● Extracted records:

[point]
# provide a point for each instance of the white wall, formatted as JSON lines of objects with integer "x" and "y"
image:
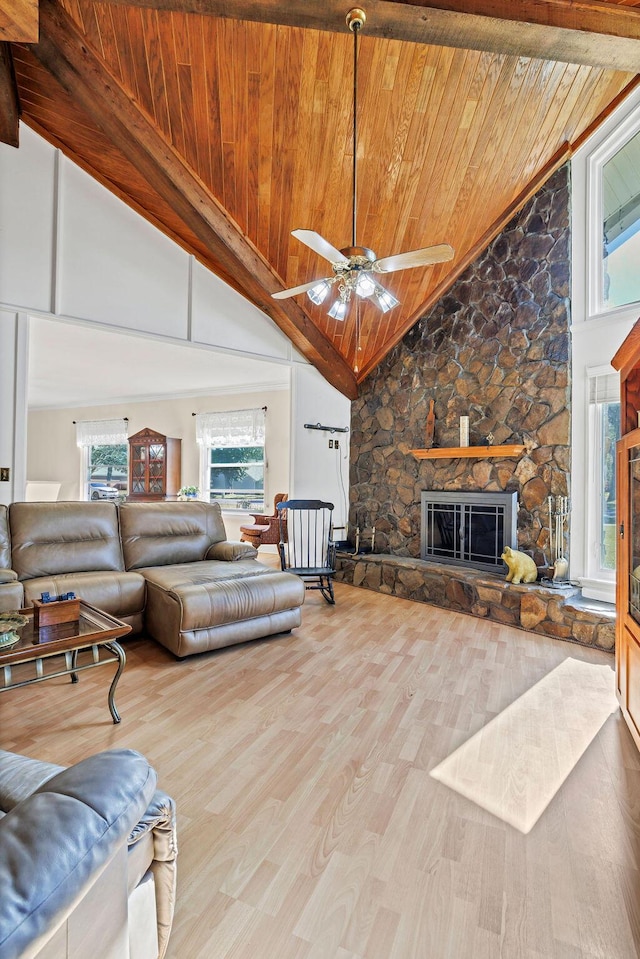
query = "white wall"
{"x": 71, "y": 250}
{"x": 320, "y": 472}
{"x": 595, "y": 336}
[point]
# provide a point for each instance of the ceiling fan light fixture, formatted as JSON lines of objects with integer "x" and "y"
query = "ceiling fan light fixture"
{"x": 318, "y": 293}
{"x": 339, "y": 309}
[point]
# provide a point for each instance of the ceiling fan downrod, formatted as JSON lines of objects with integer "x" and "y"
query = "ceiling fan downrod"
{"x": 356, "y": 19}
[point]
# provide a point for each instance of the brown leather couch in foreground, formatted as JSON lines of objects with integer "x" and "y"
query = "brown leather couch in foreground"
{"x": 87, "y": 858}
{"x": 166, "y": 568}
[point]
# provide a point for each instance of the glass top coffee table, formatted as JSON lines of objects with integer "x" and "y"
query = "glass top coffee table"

---

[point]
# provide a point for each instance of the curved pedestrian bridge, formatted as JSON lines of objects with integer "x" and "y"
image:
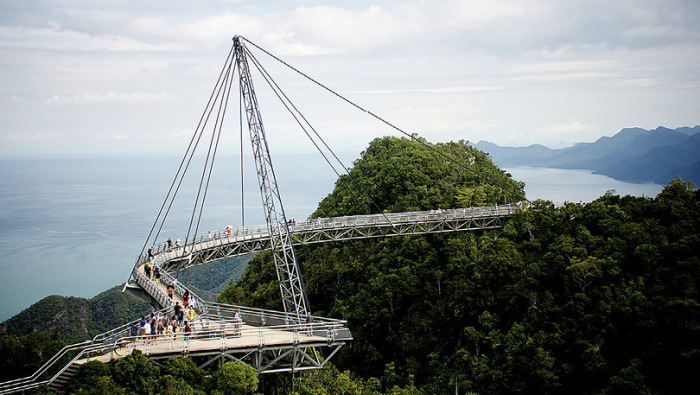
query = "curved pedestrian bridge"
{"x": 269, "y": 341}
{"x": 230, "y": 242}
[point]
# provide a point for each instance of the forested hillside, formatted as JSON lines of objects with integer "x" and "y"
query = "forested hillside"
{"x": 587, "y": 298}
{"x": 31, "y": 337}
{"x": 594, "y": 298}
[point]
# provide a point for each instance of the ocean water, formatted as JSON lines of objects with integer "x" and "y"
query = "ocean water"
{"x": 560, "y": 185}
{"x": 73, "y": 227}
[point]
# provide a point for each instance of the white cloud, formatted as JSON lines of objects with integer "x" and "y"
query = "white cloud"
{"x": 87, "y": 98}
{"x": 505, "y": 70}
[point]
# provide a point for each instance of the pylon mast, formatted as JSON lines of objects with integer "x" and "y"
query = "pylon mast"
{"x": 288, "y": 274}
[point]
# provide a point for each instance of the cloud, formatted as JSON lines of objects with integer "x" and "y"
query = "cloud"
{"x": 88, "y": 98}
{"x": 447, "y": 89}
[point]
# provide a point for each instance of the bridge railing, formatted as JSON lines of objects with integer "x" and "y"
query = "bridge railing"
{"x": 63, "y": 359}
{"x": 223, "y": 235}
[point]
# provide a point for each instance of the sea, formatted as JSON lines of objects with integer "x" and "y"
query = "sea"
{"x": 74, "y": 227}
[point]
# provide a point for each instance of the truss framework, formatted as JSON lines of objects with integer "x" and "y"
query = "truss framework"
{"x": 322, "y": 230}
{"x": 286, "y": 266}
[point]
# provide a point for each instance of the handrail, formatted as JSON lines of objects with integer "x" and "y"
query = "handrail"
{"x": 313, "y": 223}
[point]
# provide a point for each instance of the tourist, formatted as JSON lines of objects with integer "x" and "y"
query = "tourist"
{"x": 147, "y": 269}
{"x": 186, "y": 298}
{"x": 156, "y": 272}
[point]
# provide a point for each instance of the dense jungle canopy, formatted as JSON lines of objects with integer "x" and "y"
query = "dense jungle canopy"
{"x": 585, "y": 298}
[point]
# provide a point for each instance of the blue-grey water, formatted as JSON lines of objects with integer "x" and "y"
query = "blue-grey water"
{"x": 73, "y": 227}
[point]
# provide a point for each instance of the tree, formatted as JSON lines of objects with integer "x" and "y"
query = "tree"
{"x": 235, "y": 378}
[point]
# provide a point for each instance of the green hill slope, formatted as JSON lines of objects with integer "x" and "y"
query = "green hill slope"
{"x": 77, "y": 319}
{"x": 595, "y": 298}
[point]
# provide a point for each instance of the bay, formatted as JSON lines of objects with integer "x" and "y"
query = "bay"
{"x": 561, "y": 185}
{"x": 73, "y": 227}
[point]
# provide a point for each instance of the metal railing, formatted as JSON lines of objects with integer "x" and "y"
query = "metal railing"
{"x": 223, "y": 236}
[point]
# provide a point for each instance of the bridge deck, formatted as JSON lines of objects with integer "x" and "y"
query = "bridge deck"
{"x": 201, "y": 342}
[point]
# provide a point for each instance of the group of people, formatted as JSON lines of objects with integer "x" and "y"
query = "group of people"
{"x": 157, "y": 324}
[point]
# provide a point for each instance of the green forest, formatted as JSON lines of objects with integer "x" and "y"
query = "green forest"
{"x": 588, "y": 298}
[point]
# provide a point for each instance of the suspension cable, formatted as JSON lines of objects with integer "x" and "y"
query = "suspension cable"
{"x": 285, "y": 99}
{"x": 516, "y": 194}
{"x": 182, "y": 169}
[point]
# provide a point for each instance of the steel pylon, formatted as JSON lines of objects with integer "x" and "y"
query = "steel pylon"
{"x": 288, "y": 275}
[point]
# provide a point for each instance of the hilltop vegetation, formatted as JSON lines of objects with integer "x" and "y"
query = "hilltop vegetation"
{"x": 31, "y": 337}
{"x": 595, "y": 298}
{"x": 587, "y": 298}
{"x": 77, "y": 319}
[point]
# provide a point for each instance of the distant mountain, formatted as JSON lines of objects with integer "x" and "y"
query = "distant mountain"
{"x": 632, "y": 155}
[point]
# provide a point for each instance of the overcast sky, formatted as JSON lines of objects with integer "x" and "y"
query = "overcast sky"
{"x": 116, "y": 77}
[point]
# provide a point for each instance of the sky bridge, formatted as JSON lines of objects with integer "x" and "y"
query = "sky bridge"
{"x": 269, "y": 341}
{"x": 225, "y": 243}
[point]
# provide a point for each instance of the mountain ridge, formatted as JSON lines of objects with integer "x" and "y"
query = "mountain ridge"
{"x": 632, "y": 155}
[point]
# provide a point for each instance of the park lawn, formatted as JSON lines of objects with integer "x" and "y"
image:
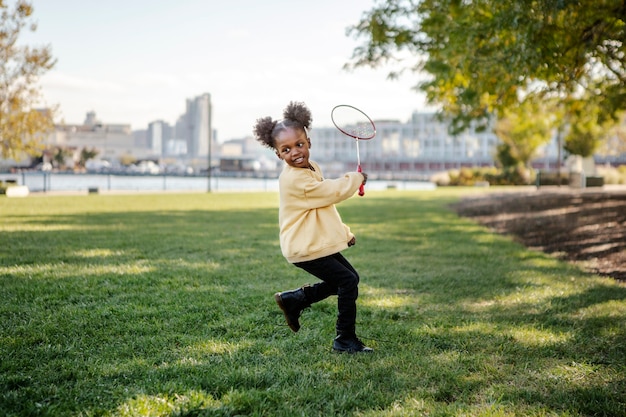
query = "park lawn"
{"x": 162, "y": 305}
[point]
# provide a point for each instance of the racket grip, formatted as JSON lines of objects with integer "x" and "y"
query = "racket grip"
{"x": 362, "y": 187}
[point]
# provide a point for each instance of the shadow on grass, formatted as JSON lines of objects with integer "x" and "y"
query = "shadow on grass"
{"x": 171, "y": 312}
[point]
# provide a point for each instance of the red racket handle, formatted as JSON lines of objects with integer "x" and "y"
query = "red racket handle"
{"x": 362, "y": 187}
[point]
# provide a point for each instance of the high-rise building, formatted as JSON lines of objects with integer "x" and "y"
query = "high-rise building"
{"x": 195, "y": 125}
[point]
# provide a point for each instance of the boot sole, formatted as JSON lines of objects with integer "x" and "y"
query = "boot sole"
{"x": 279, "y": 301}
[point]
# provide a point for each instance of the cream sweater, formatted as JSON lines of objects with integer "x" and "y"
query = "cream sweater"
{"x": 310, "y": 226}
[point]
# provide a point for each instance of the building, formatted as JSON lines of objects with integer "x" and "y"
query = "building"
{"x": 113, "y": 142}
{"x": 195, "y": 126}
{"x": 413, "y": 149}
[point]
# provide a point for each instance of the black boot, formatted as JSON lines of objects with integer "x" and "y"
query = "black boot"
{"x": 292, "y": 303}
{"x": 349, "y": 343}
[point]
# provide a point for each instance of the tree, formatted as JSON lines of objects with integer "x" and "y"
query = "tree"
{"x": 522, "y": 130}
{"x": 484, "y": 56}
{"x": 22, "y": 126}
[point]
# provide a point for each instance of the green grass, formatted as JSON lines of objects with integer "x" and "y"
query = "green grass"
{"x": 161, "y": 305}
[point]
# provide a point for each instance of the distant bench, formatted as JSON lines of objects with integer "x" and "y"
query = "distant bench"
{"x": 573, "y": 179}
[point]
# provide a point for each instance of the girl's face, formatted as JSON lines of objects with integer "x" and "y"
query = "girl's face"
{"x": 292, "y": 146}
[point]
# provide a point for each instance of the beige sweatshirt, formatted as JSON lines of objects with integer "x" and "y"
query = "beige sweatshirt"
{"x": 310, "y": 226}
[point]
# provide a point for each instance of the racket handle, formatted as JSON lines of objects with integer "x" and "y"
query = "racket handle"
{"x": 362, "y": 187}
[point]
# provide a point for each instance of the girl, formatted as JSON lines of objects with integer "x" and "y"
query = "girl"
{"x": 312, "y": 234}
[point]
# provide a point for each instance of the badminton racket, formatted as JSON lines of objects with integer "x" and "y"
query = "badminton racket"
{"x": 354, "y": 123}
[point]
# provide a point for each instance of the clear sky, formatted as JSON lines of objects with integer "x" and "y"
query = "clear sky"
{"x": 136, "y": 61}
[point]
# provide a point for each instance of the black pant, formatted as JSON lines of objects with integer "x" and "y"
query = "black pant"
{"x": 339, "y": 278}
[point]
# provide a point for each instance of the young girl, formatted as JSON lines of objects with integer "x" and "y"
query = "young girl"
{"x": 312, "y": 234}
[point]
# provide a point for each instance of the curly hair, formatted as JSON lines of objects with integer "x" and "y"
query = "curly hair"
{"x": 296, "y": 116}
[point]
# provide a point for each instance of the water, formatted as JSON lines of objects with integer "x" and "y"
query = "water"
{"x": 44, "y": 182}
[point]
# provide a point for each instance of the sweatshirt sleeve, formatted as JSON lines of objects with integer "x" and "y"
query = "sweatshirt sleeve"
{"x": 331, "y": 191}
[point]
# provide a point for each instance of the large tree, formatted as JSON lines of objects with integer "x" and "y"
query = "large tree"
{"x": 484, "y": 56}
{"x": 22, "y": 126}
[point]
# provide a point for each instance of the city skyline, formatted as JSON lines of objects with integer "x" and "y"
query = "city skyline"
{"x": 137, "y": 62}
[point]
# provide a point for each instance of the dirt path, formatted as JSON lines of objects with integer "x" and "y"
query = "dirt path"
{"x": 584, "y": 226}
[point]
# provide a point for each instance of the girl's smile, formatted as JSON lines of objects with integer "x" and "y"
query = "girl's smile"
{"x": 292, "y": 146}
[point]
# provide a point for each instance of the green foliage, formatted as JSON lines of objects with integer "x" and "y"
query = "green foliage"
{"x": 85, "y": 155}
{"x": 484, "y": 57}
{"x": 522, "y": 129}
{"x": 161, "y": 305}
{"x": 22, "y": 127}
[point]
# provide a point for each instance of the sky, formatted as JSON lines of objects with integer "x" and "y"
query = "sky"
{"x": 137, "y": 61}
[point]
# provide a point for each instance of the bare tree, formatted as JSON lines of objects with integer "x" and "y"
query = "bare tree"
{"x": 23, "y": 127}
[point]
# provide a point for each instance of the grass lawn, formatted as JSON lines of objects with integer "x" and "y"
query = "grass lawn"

● What to produce:
Count the lines in the entries above that contain the word "clear". Give only the number.

● Response:
2